§ PROBLEM DESCRIPTION
Could every line below be written out exactly as it appears?

[Records drawn from a dataset]
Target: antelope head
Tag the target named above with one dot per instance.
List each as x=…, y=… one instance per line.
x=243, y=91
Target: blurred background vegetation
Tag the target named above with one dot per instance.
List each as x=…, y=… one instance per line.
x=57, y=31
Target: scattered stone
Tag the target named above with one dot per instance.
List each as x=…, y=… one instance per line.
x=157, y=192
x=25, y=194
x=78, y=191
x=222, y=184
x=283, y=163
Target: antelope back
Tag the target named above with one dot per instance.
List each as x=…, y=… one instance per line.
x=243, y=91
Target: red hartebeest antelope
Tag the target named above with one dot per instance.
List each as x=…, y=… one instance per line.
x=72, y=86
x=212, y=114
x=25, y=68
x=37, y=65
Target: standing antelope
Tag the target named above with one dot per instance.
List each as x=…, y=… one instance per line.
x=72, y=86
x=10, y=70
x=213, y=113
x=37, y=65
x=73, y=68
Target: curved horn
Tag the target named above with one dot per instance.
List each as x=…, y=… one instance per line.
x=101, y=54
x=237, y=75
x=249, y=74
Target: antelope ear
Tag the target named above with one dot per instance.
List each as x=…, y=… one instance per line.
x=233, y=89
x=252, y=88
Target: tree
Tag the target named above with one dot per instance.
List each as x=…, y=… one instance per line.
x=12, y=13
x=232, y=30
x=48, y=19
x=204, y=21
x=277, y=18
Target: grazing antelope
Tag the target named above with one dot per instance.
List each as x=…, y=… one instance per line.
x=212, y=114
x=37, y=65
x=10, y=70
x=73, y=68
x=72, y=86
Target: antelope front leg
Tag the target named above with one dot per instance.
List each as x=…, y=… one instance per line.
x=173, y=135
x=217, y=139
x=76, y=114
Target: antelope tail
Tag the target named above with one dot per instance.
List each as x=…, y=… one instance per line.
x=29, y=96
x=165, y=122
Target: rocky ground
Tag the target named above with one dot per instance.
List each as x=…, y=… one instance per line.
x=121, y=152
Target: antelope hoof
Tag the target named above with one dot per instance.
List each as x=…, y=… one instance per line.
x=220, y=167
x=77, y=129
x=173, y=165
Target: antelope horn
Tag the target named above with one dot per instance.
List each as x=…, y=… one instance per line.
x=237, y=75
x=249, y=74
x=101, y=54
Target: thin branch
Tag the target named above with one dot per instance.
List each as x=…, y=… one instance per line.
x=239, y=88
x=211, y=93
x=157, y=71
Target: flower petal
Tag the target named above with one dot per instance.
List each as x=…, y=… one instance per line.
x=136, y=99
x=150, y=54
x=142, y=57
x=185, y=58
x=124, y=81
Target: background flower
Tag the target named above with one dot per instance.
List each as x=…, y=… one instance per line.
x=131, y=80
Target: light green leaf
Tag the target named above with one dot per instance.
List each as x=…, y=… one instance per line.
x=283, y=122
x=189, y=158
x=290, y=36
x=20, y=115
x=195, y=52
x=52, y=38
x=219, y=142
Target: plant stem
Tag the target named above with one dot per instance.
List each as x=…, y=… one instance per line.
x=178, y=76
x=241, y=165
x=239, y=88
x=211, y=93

§ WRITTEN REPLY
Target: antelope head
Tag the target named above with one dot per instance.
List each as x=…, y=… one instance per line.
x=243, y=91
Target: blurred background vegetation
Tag the target named above with one dot per instance.
List each as x=…, y=… one instance per line.
x=57, y=31
Target: scattered stone
Tag the target named above with one dot per instance.
List each as x=…, y=… one instance per line.
x=157, y=192
x=25, y=194
x=78, y=191
x=222, y=184
x=283, y=163
Target: antelope back
Tag the target named above with one dot per instance.
List each as x=…, y=… one instance per line.
x=243, y=91
Target: red hartebeest antelope
Tag the target named above with one dot per instance.
List each as x=…, y=… one instance per line.
x=72, y=86
x=212, y=114
x=25, y=68
x=37, y=65
Target: standing antelope
Tag the target named above with one dot per instance.
List each as x=…, y=… one instance per line.
x=72, y=86
x=10, y=70
x=213, y=113
x=37, y=65
x=73, y=68
Target: curved horn
Tag the target named above with one dot per instance.
List each as x=…, y=… one instance per line.
x=101, y=54
x=237, y=75
x=249, y=74
Target: antelope ear
Tag the target named above with one dot per instance.
List each as x=…, y=… one instance per line.
x=233, y=89
x=252, y=88
Target: tree
Tag the target named above with one dot per instance.
List each as x=…, y=… one instance per line.
x=12, y=13
x=232, y=30
x=48, y=19
x=204, y=21
x=277, y=18
Target: grazing antelope
Tag the target named above with one dot per instance.
List each as x=…, y=… one instance per line.
x=212, y=114
x=37, y=65
x=10, y=70
x=73, y=68
x=72, y=86
Target: antelope front leg
Tag the target named above with one dot per instance.
List each as x=…, y=… one instance per line.
x=173, y=135
x=217, y=139
x=76, y=114
Target: antelope tail
Tag the target named above with one dot per instance.
List each as x=…, y=… one instance per line.
x=29, y=96
x=165, y=122
Target: rocky ground
Tag the target named above with one dot per instance.
List each as x=…, y=… one instance per line.
x=121, y=152
Target: antelope hoof
Tag the target named above with one dot per instance.
List each as x=…, y=… one instance per line.
x=220, y=167
x=77, y=129
x=173, y=165
Target: antelope horn
Tag the target named above with one dot per instance.
List each as x=…, y=… one instance per line.
x=237, y=75
x=249, y=74
x=101, y=54
Target: thin branch
Tag the target named above with one dot per instance.
List each as x=…, y=… one instance per line.
x=239, y=88
x=211, y=93
x=157, y=71
Target: flower petal
Tag the target named above with one dot per instance.
List each as x=…, y=… one instance per line.
x=136, y=99
x=150, y=54
x=142, y=57
x=185, y=58
x=124, y=81
Target: background flower
Tag the target named above with one dot per instance.
List each as x=…, y=… one instance per line.
x=131, y=80
Target: light green leaf
Tag the target named above with one dot per instance.
List each as x=…, y=… one instance per line.
x=283, y=122
x=189, y=158
x=290, y=36
x=20, y=115
x=195, y=52
x=52, y=38
x=219, y=142
Target: plant stem
Tag the target named above with one dot per instance.
List each as x=…, y=… one instance per line.
x=178, y=76
x=241, y=165
x=239, y=88
x=211, y=93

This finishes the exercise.